**Exercise requirements**
When a line in the data below includes "each", count it; then give only the total.

**Data to process**

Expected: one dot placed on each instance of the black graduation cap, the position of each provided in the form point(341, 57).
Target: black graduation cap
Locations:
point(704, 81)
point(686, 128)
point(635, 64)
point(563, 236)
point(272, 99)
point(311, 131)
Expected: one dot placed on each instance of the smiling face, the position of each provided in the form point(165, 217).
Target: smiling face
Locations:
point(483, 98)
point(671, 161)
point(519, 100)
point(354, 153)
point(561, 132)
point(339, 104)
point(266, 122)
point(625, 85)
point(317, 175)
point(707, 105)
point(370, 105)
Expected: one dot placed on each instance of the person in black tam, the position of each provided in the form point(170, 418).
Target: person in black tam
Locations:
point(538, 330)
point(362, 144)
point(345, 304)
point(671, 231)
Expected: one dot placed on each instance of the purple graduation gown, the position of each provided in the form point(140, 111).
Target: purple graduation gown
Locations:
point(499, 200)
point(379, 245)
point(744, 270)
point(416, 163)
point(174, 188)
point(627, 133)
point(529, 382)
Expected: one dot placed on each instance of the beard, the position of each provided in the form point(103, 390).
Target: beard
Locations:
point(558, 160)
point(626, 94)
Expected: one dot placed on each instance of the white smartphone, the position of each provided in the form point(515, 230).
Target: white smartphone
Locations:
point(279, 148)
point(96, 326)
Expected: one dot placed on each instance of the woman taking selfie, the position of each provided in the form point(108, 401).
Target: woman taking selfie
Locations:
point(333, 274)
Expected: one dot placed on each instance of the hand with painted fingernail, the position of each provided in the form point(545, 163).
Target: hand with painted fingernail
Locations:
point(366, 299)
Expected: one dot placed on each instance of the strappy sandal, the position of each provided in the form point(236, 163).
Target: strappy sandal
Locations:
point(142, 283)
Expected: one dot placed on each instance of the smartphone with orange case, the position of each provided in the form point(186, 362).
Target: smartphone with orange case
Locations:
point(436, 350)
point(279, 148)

**Exercise output**
10